* SELECTED EXCERPT

- - -

As mentioned in the introduction, this guide demonstrates how to virtualize a Windows 11 operating system. To achieve this, both TPM and UEFI need to be emulated. The system will be installed on a WIN11.cow virtual disk, and a USB scanner is connected to the Arch Linux host.

Diagram showing QEMU virtualizing Windows 11 on Arch Linux with TPM, UEFI, and USB scanner passthrough
Architecture of a QEMU virtual machine running Windows 11.

USB Device

To use the USB device, we first need to identify it and then assign the correct permissions. Specifically, we must ensure the current user is authorized to interact with it.

  • Install the cyme tool, which is an alternative to lsusb:
[root@host ~]# pacman -S cyme
  • List the USB devices and take note of the Bus and Device IDs:
[user@host ~]$ cyme -l | grep -i Canon
Bus 003 Device 002: ID 04a9:2228 Canon, Inc. CanoScan 4400F
  • As we can see, it is owned by root:
[user@host ~]$ ls -l /dev/bus/usb/003/002 
crw-rw-r--+ 1 root root 189, 257  4 mai   18:49 /dev/bus/usb/003/002

Temporary Solution

A temporary solution is to change the device owner manually from a root prompt. This change must be repeated after every reboot.

  • Change the owner to your current user:
[root@host ~]# chown user:user /dev/bus/usb/003/002

Permanent Solution

To make the change persistent, we will create a udev rule that automatically assigns the user as the device owner.

- - -

* WORK INSTRUCTIONS
[1] For each statement about the QEMU guide, answer yes or no and quote the words that decide it: (a) Windows 11 is installed on a WIN11.cow virtual disk. (b) Changing the device owner with chown lasts across reboots. (c) cyme is an alternative to lsusb.
[2] Answer these questions from the QEMU guide:
(a) Which two components need to be emulated?
(b) What command installs cyme?
(c) What gets created for the permanent solution?
[3] Please output the QEMU guide's text from "As mentioned in" to "Arch Linux host.".
The records come from a separate source.

- - -

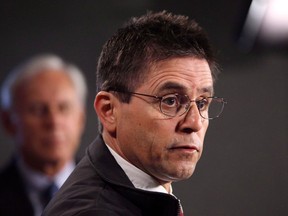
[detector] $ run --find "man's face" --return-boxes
[11,70,85,165]
[116,58,213,182]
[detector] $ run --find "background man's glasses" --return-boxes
[114,90,227,120]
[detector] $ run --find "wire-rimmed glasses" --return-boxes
[114,90,227,120]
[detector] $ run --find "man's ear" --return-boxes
[0,110,16,135]
[94,91,117,134]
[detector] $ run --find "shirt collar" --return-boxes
[106,144,172,194]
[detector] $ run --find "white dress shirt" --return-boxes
[106,144,173,195]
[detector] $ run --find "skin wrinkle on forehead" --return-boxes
[142,57,214,96]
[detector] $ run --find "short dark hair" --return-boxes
[97,11,218,102]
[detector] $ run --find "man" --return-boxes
[43,11,225,216]
[0,55,87,216]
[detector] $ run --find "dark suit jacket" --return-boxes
[0,160,34,216]
[43,137,179,216]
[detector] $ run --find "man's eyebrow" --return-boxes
[197,86,214,95]
[159,82,185,91]
[159,82,214,95]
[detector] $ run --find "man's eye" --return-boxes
[196,98,209,110]
[162,95,179,107]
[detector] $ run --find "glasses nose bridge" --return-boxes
[185,95,201,115]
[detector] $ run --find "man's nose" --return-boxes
[181,102,206,133]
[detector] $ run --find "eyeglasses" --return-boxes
[114,90,227,120]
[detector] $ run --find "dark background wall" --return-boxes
[0,0,288,216]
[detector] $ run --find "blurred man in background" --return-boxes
[0,55,87,216]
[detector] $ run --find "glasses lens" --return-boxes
[160,94,190,117]
[200,98,224,119]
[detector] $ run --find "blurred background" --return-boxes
[0,0,288,216]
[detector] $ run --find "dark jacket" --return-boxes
[43,136,179,216]
[0,160,34,216]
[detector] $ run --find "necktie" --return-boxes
[178,200,184,216]
[41,182,58,207]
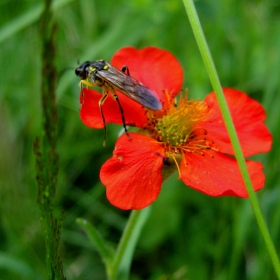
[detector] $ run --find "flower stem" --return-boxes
[109,207,150,280]
[183,0,280,279]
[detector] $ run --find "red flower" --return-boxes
[81,47,272,209]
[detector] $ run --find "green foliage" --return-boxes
[0,0,280,280]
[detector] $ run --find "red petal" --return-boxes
[100,133,165,210]
[80,88,147,128]
[180,151,265,197]
[112,47,183,100]
[203,88,272,157]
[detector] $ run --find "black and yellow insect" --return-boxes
[75,60,162,143]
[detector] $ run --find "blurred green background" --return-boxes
[0,0,280,280]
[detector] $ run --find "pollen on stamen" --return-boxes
[154,94,208,147]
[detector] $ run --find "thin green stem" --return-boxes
[109,207,150,280]
[183,0,280,279]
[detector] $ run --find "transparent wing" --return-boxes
[96,63,162,110]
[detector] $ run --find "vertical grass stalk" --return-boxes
[183,0,280,279]
[34,0,66,280]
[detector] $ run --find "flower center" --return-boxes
[154,97,208,148]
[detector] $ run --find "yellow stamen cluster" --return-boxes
[154,97,208,148]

- - -

* SOLUTIONS TO EACH TASK
[1]
(a) Yes: "The system will be installed on a WIN11.cow virtual disk"
(b) No: "This change must be repeated after every reboot."
(c) Yes: "which is an alternative to lsusb"

[2]
(a) TPM and UEFI
(b) pacman -S cyme
(c) A udev rule that automatically assigns the user as the device owner

[3]
As mentioned in the introduction, this guide demonstrates how to virtualize a Windows 11 operating system. To achieve this, both TPM and UEFI need to be emulated. The system will be installed on a WIN11.cow virtual disk, and a USB scanner is connected to the Arch Linux host.